##### ÜBUNGSTEXT

Die Stabilisierungsphase nach dem ersten Aufenthalt in der psychiatrischen Klinik war nicht von langer Dauer. Innerlich zerfahren, rastlos arbeitend, in größter Armut – es fehlte manchmal sogar an Geld für das Briefporto –, trieb es die Künstlerin zu anderen gesellschaftlichen Außenseiterinnen und Außenseitern. Vorübergehend lebte sie als Obdachlose im Hamburger Prostituiertenmilieu. Bahnhofswartehallen, der Hafen, die Straßen wurden zu ihren häufigsten Aufenthaltsorten und zu Themen großartiger Bilder. Ihre Selbstportraits, aber auch die Bilder von Arbeitern, Marktfrauen, Prostituierten und „Zigeunern“ sind einerseits geprägt von fast schon übersteigertem Realismus, andererseits von ihrer schonungslosen Anteilnahme an der Not anderer Menschen.
Im Jahr 1931 kehrte sie vollkommen mittellos und psychisch stark angegriffen in ihr Elternhaus nach Dresden zurück. Sehr bald schon kam es hier zu erneuten heftigen Auseinandersetzungen mit ihrem Vater. Als sie im darauf folgenden Frühjahr wegen einer Fußverletzung im Krankenhaus in Dresden behandelt werden musste, nutzte der Vater diese Gelegenheit, sie von dort ohne Umweg über das Elternhaus in die Krankenanstalt Arnsdorf bringen zu lassen. Die dortige Diagonise lautete: Schizophrenie.

##########
##### AUSGANGSDATEN

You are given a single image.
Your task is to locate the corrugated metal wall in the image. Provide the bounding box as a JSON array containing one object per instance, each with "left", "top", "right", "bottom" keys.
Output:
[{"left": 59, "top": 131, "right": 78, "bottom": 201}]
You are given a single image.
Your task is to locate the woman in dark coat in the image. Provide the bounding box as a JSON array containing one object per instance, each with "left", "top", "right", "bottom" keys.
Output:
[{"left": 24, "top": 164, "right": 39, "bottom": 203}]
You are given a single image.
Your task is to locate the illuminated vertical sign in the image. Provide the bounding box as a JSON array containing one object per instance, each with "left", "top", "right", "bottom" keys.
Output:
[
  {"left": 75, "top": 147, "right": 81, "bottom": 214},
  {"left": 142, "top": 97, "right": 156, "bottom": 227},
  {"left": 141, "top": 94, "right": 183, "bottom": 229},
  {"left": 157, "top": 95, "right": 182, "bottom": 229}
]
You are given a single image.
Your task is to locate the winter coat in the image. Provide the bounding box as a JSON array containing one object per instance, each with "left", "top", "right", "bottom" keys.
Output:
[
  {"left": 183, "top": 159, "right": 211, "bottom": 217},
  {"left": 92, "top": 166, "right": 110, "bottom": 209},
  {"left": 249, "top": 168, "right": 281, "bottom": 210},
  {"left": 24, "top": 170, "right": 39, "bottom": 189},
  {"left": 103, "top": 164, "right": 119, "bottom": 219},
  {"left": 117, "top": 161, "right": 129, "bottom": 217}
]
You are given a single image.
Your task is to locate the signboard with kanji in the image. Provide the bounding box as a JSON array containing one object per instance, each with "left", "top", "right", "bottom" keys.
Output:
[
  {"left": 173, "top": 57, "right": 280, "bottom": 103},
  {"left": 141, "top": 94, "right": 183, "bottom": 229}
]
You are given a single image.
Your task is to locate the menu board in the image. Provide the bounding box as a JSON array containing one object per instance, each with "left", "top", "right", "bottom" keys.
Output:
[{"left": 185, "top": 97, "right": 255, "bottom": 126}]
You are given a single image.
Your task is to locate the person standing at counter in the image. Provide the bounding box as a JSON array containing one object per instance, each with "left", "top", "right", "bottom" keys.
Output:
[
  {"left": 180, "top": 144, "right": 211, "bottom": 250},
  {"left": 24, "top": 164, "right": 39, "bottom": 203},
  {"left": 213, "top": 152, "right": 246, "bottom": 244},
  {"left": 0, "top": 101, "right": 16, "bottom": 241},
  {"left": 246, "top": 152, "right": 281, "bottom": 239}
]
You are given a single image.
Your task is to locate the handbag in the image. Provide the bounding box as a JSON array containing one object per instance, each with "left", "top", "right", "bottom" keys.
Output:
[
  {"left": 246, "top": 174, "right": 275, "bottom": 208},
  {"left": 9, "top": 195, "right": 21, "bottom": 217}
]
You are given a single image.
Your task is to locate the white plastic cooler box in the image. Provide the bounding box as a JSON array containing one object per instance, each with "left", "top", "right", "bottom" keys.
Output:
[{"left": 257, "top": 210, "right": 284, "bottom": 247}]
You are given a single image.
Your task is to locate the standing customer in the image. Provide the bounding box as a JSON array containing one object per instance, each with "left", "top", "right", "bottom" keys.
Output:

##########

WAS VERLANGT IST
In welchem Jahr kehrte die Künstlerin laut dem Übungstext in ihr Elternhaus nach Dresden zurück?

ANTWORT ZUR AUFGABE
Im Jahr 1931.